# Selected text

☆ ☆ ☆ ☆ ☆ ☆ ☆

Skip to content
Related Articles

Related Articles

Improve Article
Count distinct pairs from two arrays having same sum of digits
  • Difficulty Level : Easy
  • Last Updated : 12 May, 2021

Given two arrays arr1[] and arr2[]. The task is to find the total number of distinct pairs(formed by picking 1 element from arr1 and one element from arr2), such that both the elements of the pair have the sum of digits.
Note: Pairs occurring more than once must be counted only once.
Examples
 

Input : arr1[] = {33, 41, 59, 1, 3}
        arr2[] = {3, 32, 51, 3}
Output : 3
Possible pairs are:
(33, 51), (41, 32), (3, 3)

Input : arr1[] = {1, 6, 4, 22}
        arr2[] = {1, 3, 24}
Output : 2
Possible pairs are:
(1, 1), (6, 24)

 

Approach: 
 

  • Run two nested loops to generate all possible pairs from the two arrays taking one element from arr1[] and one from arr2[].
  • If sum of digits is equal, then insert the pair(a, b) into a set, in order to avoid duplicates where a is the smaller element and b is the larger one.
  • Total pairs will be the size of the final set.

Below is the implementation of the above approach:
 

C++




// C++ program to count total number of
// pairs having elements with same
// sum of digits
 
#include <bits/stdc++.h>
using namespace std;
 
// Function for returning
// sum of digits of a number
int digitSum(int n)
{
    int sum = 0;
    while (n > 0) {
        sum += n % 10;
        n = n / 10;
    }
    return sum;
}
 
// Function to return the total pairs
// of elements with equal sum of digits
int totalPairs(int arr1[], int arr2[], int n, int m)
{
 
    // set is used to avoid duplicate pairs
    set<pair<int, int> > s;
 
    for (int i = 0; i < n; i++) {
        for (int j = 0; j < m; j++) {
 
            // check sum of digits
            // of both the elements
            if (digitSum(arr1[i]) == digitSum(arr2[j])) {
 
                if (arr1[i] < arr2[j])
                    s.insert(make_pair(arr1[i], arr2[j]));
                else
                    s.insert(make_pair(arr2[j], arr1[i]));
            }
        }
    }
 
    // return size of the set
    return s.size();
}
 
// Driver code
int main()
{
    int arr1[] = { 100, 3, 7, 50 };
    int arr2[] = { 5, 1, 10, 4 };
    int n = sizeof(arr1) / sizeof(arr1[0]);
    int m = sizeof(arr2) / sizeof(arr2[0]);
 
    cout << totalPairs(arr1, arr2, n, m);
    return 0;
}

Java




// Java program to count total number of
// pairs having elements with same
// sum of digits
import java.util.*;
 
class GFG
{
 
static class pair
{
    int first, second;
    public pair(int first, int second)
    {
        this.first = first;
        this.second = second;
    }
}
 
// Function for returning
// sum of digits of a number
static int digitSum(int n)
{
    int sum = 0;
    while (n > 0)

☆ ☆ ☆ ☆ ☆ ☆ ☆

# Data section
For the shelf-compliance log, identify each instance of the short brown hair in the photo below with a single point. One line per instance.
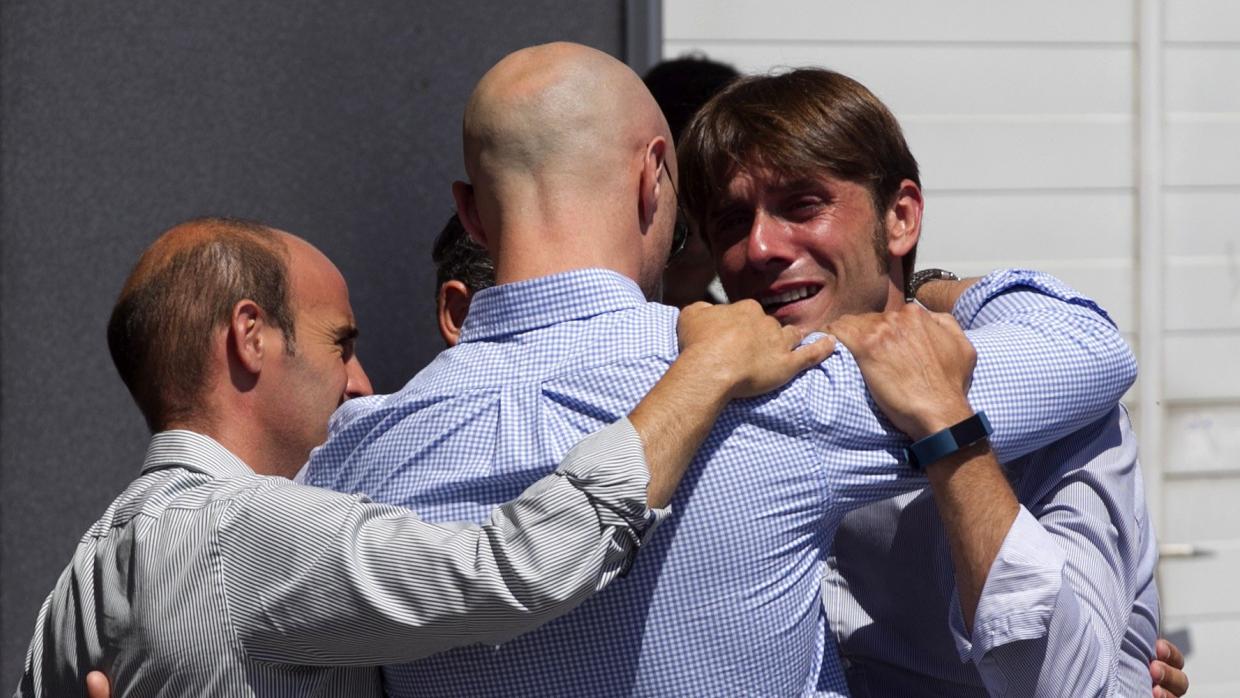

☆ ☆ ☆ ☆ ☆ ☆ ☆

# Work required
Answer these questions from the article on counting pairs with equal digit sums.
(a) In the first example, what output is given, and which pairs are listed?
(b) According to the approach, what gives the total number of pairs?
(c) Which values does arr1 hold in the C++ driver code?

# Expected answer
(a) The output is 3. The listed pairs are (33, 51), (41, 32), and (3, 3).
(b) The total is the size of the final set.
(c) The values are 100, 3, 7, and 50.